#### [What is needed]
Exact repetition of the data is the whole task.

:: Supplied records

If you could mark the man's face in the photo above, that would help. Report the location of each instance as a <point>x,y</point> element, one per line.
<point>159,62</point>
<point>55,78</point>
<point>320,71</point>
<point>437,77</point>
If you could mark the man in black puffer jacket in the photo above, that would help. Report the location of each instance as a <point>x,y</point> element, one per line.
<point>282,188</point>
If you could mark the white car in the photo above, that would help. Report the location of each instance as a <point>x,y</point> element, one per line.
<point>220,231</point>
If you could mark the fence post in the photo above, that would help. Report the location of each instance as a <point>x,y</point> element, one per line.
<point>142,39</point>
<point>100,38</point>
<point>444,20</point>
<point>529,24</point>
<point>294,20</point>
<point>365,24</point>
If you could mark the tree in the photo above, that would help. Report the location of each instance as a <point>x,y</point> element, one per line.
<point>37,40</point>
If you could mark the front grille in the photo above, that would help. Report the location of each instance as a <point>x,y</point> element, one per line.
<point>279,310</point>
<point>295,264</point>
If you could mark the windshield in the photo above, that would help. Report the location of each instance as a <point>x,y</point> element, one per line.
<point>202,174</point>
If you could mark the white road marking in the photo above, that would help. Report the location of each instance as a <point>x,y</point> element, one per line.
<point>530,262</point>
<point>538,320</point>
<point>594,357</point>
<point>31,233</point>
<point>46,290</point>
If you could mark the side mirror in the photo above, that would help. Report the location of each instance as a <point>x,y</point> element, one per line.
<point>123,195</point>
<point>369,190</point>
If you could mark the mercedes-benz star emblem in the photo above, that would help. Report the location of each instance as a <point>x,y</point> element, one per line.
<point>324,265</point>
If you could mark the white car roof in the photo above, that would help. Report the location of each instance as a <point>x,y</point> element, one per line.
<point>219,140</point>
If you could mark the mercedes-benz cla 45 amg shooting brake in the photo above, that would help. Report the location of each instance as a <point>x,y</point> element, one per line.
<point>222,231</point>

::::

#### [Reply]
If you could mark the man's face in the photo above, that would help. Report the location of each instance as a <point>x,y</point> element, one per line.
<point>159,62</point>
<point>55,78</point>
<point>320,71</point>
<point>437,77</point>
If you could mark the man in black puffer jacket in the photo above, that would help. Report the location of each instance as a <point>x,y</point> element, one per line.
<point>282,188</point>
If you could mark the white car in the photo above, that would help. Report the location of each instance as a <point>x,y</point> element, one per line.
<point>220,231</point>
If you could mark the fence post in the photo above, that would help. Report the location of each instance as a <point>x,y</point> element, one per line.
<point>142,39</point>
<point>100,38</point>
<point>444,20</point>
<point>529,24</point>
<point>294,20</point>
<point>365,24</point>
If you could mark the tree in the photo above, that would help. Report the location of each instance as a <point>x,y</point> element, one per line.
<point>37,40</point>
If you could mark the front grille in the photo above, that would help. Report the location of each instance as a <point>x,y</point> element, one per line.
<point>279,310</point>
<point>295,264</point>
If you could mark the windshield in the photo above, that would help. Report the location of each instance as a <point>x,y</point> element, one per line.
<point>202,174</point>
If you could mark the white road marking in the photo above, that would help. Report the location of each instance as a <point>x,y</point> element, one per line.
<point>530,262</point>
<point>538,320</point>
<point>594,357</point>
<point>31,233</point>
<point>46,290</point>
If you could mark the side mirror in the photo above, that would help. Report the location of each instance as a <point>x,y</point> element, one per line.
<point>123,195</point>
<point>369,190</point>
If you could mark the mercedes-benz star emblem in the photo above, that would help. Report the location of each instance as a <point>x,y</point> element, one per line.
<point>324,265</point>
If you could mark the white car roof in the photo above, that would help. Report the location of each instance as a <point>x,y</point> element, one per line.
<point>219,140</point>
If you could mark the mercedes-benz cla 45 amg shooting brake in the photo above, that would help. Report the location of each instance as a <point>x,y</point> element, one per line.
<point>222,231</point>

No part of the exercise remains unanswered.